*Task requirements:* Whenever "plaid" appears in a line of the entries below, that line counts; give the total only.

*Image-grounded pointing data:*
+ + +

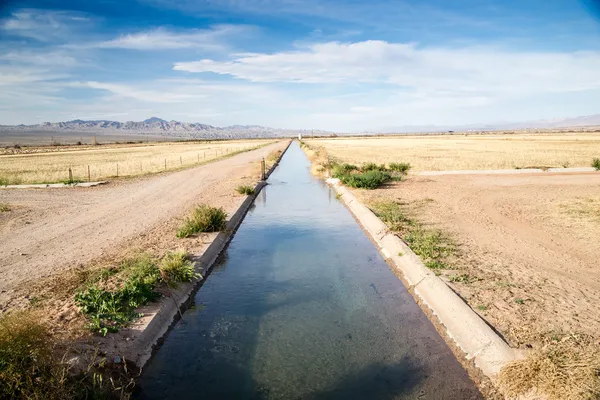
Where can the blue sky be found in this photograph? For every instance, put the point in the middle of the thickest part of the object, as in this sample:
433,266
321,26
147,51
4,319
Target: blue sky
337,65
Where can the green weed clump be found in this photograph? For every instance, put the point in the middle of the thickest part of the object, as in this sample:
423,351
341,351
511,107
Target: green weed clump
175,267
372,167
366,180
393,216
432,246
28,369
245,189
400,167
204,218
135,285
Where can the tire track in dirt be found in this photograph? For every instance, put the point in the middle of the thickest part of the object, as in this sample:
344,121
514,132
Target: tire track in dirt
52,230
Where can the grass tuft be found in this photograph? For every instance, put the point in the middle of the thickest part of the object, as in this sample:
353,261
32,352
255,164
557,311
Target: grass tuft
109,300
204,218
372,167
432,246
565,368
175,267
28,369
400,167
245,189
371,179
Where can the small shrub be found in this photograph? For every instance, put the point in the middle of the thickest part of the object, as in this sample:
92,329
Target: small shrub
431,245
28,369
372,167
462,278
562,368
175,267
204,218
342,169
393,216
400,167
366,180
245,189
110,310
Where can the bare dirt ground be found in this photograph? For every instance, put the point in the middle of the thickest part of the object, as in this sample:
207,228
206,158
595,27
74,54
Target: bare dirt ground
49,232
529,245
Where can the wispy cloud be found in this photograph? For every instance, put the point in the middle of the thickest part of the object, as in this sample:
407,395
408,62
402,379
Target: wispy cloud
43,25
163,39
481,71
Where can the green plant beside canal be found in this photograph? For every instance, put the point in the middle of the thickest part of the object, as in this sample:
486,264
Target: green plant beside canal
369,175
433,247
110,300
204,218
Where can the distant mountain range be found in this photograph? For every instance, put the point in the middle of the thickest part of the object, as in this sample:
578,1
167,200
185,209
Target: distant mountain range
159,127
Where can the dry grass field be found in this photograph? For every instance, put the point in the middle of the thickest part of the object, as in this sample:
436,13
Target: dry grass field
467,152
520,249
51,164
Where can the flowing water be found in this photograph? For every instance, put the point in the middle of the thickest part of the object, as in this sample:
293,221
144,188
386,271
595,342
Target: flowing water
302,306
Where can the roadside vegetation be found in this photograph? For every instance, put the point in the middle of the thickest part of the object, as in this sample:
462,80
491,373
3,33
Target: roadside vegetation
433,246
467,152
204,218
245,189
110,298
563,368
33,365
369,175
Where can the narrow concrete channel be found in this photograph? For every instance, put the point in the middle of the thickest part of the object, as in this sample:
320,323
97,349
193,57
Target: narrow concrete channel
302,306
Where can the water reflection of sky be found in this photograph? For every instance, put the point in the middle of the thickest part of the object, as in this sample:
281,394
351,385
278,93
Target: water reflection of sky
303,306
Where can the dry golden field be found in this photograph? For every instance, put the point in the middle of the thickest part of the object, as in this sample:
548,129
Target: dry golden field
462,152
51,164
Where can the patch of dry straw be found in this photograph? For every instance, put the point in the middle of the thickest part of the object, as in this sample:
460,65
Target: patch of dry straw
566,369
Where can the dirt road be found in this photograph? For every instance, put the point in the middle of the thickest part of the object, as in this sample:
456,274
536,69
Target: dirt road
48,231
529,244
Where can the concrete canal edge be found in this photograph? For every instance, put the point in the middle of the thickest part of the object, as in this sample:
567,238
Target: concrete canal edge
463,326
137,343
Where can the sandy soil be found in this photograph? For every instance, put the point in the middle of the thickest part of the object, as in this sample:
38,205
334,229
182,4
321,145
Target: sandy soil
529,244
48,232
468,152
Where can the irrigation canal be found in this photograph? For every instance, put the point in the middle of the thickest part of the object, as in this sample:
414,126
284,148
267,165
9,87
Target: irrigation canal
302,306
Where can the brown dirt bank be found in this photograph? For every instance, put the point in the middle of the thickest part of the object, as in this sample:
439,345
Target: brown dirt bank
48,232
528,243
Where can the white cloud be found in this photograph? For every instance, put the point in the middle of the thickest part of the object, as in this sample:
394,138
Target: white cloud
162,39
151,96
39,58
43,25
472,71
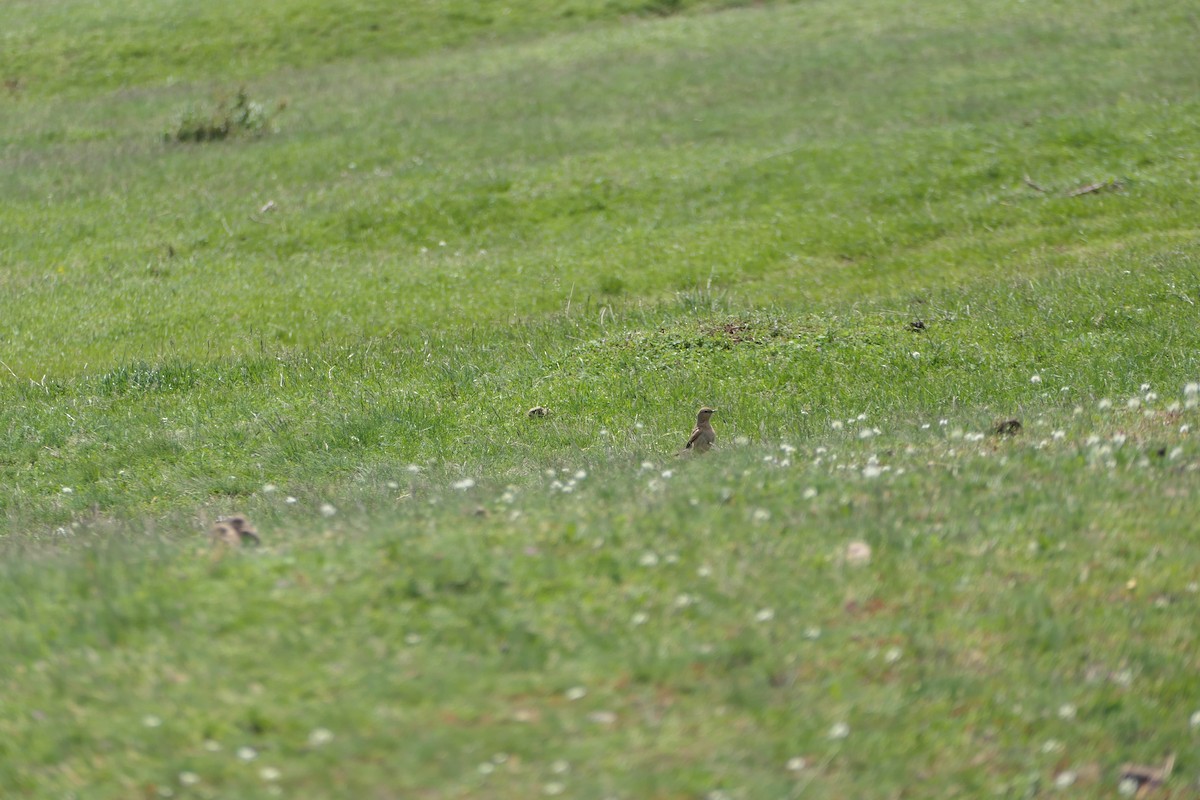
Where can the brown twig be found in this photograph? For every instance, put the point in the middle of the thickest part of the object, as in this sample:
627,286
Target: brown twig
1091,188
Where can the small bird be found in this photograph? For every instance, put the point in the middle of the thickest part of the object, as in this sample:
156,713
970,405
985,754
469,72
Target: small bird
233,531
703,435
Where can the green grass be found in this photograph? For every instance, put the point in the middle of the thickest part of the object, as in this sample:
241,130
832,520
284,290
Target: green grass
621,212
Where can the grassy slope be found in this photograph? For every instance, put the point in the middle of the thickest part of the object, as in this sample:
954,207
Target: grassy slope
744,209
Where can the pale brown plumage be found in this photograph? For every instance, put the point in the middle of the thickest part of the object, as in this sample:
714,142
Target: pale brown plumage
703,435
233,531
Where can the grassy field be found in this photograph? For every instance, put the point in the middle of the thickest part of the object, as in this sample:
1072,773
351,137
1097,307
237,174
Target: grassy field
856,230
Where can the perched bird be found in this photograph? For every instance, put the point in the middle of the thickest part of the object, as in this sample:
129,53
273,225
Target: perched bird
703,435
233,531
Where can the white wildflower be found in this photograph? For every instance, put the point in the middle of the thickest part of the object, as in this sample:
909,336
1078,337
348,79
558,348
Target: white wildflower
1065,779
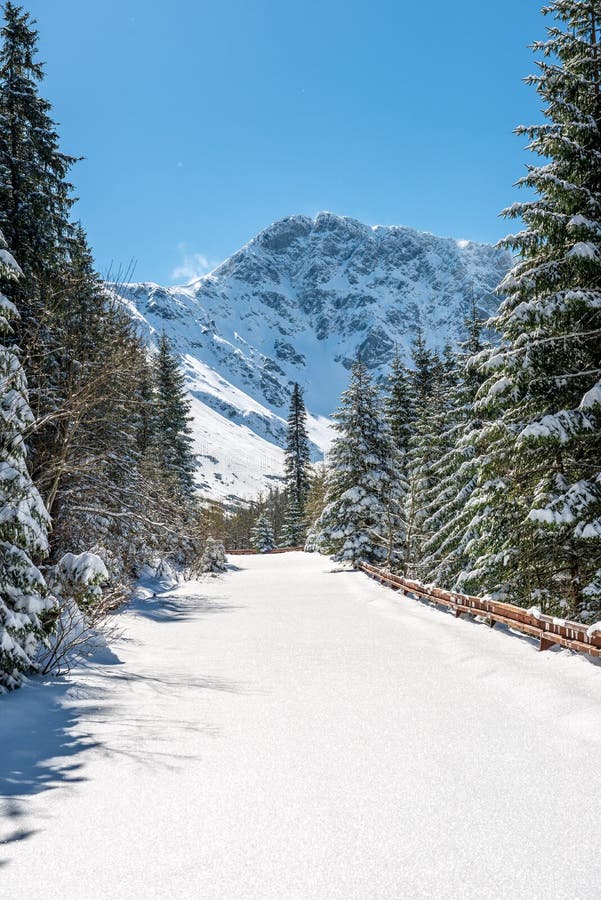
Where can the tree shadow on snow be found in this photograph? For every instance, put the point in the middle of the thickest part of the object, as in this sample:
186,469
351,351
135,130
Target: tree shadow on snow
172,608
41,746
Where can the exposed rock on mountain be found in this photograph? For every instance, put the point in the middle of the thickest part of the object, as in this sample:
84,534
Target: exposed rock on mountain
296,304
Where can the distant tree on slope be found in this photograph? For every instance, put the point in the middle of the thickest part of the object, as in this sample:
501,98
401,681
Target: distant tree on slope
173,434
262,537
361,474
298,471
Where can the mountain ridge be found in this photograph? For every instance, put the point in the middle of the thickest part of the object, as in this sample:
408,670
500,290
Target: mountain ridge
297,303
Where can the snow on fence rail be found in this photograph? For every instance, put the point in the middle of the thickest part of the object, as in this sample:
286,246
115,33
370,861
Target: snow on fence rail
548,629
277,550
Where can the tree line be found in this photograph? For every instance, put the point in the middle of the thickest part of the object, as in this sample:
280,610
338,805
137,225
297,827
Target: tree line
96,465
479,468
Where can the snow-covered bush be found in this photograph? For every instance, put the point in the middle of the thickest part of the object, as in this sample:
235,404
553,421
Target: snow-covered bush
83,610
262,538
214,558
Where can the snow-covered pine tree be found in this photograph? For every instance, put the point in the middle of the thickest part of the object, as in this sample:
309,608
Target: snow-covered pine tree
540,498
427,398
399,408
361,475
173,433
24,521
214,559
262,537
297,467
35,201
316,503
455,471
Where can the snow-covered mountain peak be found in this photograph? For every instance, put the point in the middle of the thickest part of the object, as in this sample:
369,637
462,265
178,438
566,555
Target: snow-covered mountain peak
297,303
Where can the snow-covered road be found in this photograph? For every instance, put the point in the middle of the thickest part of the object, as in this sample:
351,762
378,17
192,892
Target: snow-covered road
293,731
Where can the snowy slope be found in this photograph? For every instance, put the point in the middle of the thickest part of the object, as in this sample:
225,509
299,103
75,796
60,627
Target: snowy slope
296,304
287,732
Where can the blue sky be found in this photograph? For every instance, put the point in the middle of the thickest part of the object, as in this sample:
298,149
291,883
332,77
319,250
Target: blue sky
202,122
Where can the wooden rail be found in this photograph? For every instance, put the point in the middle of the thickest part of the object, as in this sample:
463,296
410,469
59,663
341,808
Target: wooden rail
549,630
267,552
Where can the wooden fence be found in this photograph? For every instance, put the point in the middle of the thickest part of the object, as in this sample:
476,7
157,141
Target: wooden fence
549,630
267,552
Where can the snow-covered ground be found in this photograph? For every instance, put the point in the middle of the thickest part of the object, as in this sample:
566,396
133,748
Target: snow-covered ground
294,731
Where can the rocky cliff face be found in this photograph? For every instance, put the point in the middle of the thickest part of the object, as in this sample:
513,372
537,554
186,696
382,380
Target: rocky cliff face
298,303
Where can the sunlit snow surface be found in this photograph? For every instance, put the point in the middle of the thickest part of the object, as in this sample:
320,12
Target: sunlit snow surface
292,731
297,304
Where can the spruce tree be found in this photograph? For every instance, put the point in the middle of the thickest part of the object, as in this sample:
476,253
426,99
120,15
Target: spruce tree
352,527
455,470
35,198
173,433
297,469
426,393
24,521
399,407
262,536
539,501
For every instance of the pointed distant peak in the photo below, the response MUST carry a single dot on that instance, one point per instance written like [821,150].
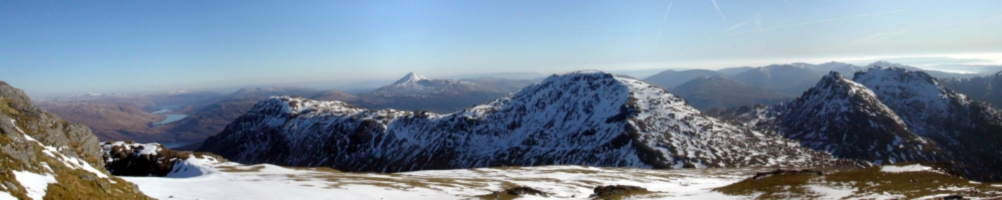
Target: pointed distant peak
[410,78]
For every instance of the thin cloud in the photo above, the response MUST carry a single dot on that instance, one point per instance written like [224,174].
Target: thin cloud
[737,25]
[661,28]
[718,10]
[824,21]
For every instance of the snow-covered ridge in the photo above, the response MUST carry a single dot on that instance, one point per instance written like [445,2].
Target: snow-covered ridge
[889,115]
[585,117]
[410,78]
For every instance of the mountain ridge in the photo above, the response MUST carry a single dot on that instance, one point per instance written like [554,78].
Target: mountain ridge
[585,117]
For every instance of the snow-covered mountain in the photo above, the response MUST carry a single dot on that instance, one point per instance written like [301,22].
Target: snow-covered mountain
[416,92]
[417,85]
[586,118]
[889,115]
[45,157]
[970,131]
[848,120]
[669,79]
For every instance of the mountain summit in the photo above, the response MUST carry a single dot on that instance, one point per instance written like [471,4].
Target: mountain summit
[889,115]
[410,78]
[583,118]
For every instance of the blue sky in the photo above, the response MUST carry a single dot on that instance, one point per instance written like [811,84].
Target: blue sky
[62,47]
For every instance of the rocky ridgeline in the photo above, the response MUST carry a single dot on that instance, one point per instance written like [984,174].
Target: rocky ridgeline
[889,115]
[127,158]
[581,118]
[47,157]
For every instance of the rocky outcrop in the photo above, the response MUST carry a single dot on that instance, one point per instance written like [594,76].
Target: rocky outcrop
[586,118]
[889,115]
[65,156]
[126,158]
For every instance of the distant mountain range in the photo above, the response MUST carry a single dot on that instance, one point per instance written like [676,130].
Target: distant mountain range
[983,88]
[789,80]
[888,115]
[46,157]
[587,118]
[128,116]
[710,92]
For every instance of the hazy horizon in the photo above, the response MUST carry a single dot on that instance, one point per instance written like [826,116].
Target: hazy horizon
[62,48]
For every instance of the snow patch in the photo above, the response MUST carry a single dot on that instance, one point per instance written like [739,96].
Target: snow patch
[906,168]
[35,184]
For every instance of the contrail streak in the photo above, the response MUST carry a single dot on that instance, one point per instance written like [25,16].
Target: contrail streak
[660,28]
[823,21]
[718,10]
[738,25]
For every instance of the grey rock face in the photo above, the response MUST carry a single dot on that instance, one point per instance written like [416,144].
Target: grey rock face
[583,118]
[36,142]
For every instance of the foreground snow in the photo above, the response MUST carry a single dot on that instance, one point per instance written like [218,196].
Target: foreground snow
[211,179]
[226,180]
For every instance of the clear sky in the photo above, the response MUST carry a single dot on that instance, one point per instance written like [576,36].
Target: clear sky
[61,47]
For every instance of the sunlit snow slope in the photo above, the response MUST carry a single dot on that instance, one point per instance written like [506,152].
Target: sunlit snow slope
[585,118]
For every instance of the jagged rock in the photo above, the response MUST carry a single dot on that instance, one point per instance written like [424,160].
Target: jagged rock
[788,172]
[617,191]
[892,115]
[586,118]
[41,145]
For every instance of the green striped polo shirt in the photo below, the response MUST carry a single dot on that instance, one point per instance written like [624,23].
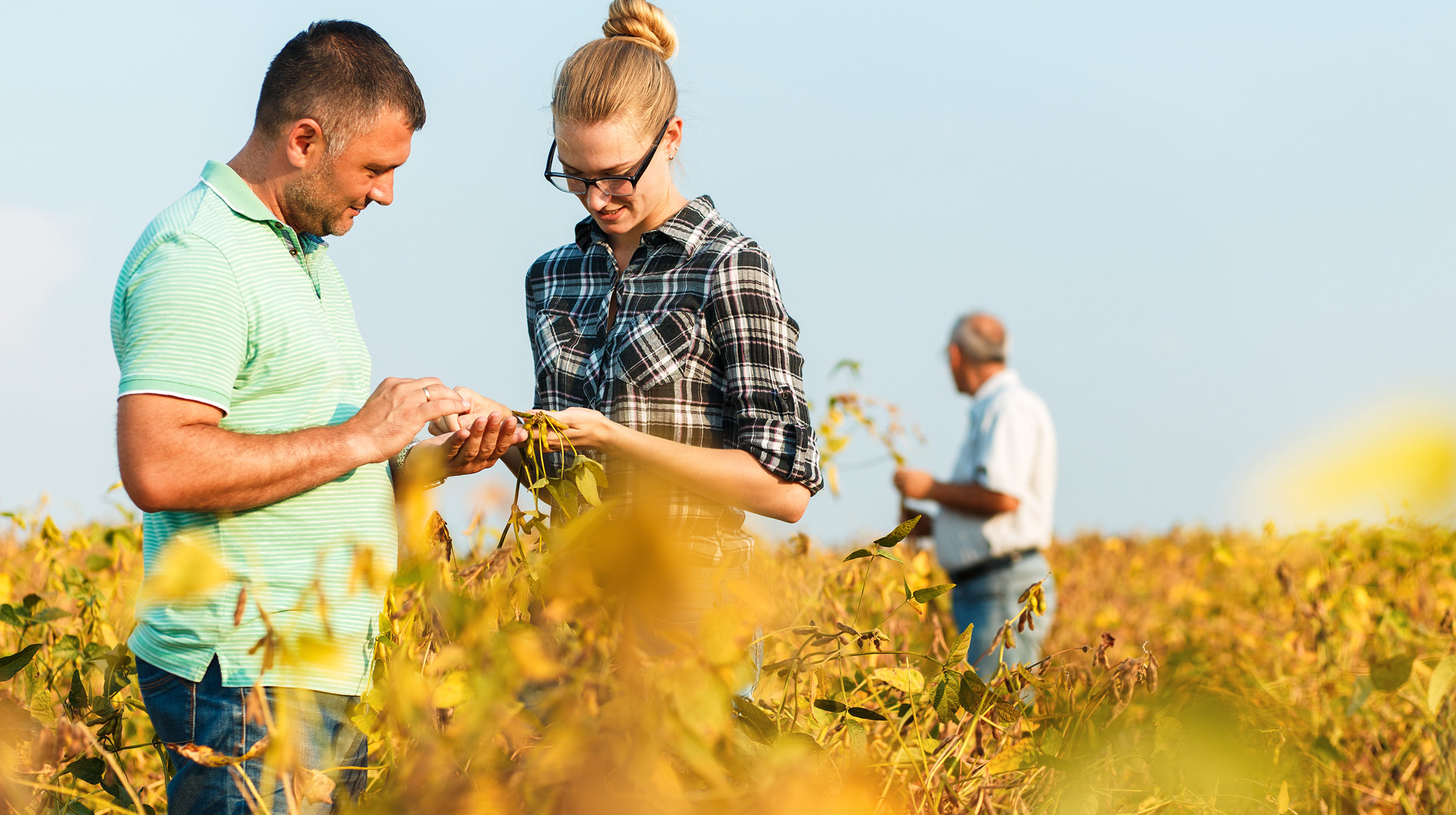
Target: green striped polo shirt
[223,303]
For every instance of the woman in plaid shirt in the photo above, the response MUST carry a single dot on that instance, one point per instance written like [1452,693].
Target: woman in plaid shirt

+ + +

*Exercise response:* 2